Task to carry out:
Duplicate the records below word for word. Begin with the line that contains "Please pin the building" and continue through the last line of the records.

Object point labels:
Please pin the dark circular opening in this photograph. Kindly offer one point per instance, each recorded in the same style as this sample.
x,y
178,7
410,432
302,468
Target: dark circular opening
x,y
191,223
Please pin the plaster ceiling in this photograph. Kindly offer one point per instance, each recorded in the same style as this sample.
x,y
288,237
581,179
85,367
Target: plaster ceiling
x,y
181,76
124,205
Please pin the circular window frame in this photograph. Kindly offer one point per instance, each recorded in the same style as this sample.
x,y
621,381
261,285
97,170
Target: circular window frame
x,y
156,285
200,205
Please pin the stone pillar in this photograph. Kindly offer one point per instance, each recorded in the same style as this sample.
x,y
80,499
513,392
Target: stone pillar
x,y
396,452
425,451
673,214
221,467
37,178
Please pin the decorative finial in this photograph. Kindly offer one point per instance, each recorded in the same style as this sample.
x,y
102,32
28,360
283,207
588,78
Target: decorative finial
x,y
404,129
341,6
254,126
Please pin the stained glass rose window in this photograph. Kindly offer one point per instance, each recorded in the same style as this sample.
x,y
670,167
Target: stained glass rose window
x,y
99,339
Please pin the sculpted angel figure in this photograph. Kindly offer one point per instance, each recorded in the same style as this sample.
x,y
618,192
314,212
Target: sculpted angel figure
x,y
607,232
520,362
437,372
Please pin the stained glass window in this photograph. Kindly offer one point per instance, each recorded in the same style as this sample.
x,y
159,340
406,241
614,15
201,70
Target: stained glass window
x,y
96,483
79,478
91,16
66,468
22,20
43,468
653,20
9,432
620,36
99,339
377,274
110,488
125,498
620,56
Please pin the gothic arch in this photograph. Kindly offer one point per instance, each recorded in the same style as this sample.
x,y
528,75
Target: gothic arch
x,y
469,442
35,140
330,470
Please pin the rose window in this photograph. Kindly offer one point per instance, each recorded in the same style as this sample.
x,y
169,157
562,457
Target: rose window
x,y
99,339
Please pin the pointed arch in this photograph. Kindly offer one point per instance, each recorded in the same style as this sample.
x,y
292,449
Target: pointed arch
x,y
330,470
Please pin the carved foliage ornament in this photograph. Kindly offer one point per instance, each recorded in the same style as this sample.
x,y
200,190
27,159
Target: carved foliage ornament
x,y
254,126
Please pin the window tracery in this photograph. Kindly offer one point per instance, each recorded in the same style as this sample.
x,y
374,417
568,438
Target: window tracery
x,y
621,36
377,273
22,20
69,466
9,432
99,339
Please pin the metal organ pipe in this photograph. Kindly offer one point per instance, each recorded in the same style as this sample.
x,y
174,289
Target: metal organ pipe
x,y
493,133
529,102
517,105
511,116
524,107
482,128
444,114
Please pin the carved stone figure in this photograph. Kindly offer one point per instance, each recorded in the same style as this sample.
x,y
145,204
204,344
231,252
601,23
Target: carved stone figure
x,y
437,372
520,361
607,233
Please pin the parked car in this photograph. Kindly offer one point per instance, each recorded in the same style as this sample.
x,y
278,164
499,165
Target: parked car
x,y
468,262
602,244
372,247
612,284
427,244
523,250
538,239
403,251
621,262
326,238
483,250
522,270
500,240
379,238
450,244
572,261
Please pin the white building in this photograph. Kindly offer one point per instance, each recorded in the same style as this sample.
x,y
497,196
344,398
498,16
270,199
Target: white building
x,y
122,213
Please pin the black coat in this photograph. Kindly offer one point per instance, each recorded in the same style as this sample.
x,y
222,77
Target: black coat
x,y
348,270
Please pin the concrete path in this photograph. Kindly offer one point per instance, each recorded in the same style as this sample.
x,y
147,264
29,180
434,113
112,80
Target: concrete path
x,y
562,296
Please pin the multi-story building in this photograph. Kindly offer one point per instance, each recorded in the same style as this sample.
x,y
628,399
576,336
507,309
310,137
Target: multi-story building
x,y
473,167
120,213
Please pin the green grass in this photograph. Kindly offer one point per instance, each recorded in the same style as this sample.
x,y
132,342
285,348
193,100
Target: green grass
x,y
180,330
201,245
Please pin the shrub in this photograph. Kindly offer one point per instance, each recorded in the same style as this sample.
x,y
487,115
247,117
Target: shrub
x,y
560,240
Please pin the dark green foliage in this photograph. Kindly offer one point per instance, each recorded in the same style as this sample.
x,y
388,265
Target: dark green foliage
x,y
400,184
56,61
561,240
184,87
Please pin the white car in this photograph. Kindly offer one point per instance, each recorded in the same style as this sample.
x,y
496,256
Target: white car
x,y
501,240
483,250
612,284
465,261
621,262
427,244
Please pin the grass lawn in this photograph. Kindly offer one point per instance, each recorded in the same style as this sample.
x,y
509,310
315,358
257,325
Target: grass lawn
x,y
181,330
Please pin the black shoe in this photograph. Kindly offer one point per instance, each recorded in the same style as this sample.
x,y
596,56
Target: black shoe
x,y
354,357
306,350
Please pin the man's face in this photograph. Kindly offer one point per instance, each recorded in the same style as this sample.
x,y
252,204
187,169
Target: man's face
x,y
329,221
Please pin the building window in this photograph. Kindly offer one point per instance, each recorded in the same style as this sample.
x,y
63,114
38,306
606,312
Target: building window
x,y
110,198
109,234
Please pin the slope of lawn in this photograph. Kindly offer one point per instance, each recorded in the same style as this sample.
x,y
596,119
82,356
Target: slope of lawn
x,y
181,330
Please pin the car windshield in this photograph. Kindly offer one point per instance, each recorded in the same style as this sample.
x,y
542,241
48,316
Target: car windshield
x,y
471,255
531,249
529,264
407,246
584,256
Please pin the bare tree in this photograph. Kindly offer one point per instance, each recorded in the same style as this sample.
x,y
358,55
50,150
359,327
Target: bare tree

Problem solution:
Please pin the building window in this photograph. Kindly offer one point per instance, each recorded in the same style as this sample.
x,y
63,114
38,306
606,312
Target: building window
x,y
110,198
109,234
Please pin the slope of lawn in this photograph. Kindly offer one point per instance, each recorded in the same style as this sample.
x,y
596,119
82,356
Target: slope of lawn
x,y
181,330
Please pin the car windshield in this photograph. Kindly offer one point per instance, each recorded in the same style as this sample.
x,y
542,241
48,316
Target: car windshield
x,y
471,255
531,249
529,264
407,246
584,256
Please pin the bare tree in this photograph. Kindly offer one point per instance, each recorded in the same style as this sample.
x,y
358,55
50,150
359,327
Target: bare tree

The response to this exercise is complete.